QUOTED PASSAGE
====

Now, a teacher’s daily routine looks like this: morning — distance learning; afternoon — marking submitted assignments, consultations for students and parents; evening — preparing classes and... endless correspondence, explanations, and instructions. ‘We established a rule that correspondence with parents and students would end at 5:00pm, including the submission of homework,’ the head of one of the schools says. ‘This didn’t work! Many parents help with the homework in the evening, questions arise constantly, and you need to respond 24 hours a day.’
‘The workload and having to sit at a computer have increased excessively,’ another administrator says. ‘[The level of teachers’] psychological wellbeing has become unacceptable.’ All of this affects the quality of education and reduces its effectiveness, he admits.
A number of schools eventually imposed time limits on teachers' work, including deferring responses to all requests received after a certain cut-off time until the next working day. And parents were informed of these rules.
It is also possible to change the start and end times of the working day (as was the case in some schools) so that teachers have time to rest. Meetings or other activities not directly related to distance learning should also be minimized, and under-worked staff should get involved in organizational activities.

====

TASKS AND EXERCISES
1. In the passage on teachers' workload during distance learning, rewrite the part starting with "It is also possible" and going on through "in organizational activities.", substituting "reduced" for "minimized".
2. Translate this sentence from the passage on teachers' workload into Spanish: "A number of schools eventually imposed time limits on teachers' work, including deferring responses to all requests received after a certain cut-off time until the next working day."
3. According to the passage on teachers' workload, at what time did one school's rule say correspondence with parents and students would end?

DATA EXTRACTS
====

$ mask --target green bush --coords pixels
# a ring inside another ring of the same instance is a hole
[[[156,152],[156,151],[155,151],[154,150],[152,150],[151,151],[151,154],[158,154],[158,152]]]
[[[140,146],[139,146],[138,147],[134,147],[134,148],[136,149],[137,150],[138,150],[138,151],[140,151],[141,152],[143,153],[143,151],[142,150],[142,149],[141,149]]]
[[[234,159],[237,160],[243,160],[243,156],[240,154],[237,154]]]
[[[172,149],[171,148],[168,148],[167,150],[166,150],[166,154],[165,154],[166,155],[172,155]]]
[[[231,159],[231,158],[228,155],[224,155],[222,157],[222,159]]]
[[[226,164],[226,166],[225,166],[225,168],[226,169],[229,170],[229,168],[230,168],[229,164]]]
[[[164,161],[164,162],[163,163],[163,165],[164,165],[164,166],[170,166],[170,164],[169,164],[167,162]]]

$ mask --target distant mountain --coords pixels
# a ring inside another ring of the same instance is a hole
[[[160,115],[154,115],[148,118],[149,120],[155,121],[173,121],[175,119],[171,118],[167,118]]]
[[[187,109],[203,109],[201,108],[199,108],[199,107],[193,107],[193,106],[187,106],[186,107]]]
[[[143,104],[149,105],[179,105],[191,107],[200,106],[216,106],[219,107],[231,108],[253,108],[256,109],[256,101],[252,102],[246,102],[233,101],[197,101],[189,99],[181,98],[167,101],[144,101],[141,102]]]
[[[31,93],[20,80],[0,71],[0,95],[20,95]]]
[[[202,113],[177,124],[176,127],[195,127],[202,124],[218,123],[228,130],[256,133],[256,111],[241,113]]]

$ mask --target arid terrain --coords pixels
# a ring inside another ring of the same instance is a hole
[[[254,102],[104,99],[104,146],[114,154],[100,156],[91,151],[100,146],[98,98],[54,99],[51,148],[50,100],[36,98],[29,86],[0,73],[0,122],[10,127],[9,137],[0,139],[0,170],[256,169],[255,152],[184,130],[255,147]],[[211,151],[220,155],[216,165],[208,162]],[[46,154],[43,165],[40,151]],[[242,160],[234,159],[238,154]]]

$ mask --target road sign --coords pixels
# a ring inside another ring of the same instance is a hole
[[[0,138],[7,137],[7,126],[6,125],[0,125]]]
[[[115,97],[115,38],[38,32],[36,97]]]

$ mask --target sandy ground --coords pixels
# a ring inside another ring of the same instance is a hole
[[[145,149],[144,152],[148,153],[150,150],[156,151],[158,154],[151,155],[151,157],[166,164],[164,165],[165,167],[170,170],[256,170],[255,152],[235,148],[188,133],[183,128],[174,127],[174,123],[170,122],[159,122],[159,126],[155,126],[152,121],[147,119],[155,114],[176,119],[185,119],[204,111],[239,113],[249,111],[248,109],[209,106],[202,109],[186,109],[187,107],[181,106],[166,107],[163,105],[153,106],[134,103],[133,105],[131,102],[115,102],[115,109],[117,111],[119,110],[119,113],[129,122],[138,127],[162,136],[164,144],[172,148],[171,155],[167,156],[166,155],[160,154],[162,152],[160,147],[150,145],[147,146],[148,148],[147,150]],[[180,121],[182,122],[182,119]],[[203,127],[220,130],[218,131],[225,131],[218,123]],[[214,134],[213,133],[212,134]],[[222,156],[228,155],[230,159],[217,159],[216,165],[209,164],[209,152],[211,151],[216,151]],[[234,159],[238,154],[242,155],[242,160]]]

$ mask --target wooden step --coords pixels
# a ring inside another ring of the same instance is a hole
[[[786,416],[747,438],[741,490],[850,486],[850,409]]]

====

SOLVED TASKS
1.
It is also possible to change the start and end times of the working day (as was the case in some schools) so that teachers have time to rest. Meetings or other activities not directly related to distance learning should also be reduced, and under-worked staff should get involved in organizational activities.

2. Varias escuelas acabaron imponiendo límites de horario al trabajo de los docentes, lo que incluía aplazar hasta el siguiente día laborable las respuestas a todas las solicitudes recibidas después de cierta hora límite.

3. At 5:00pm.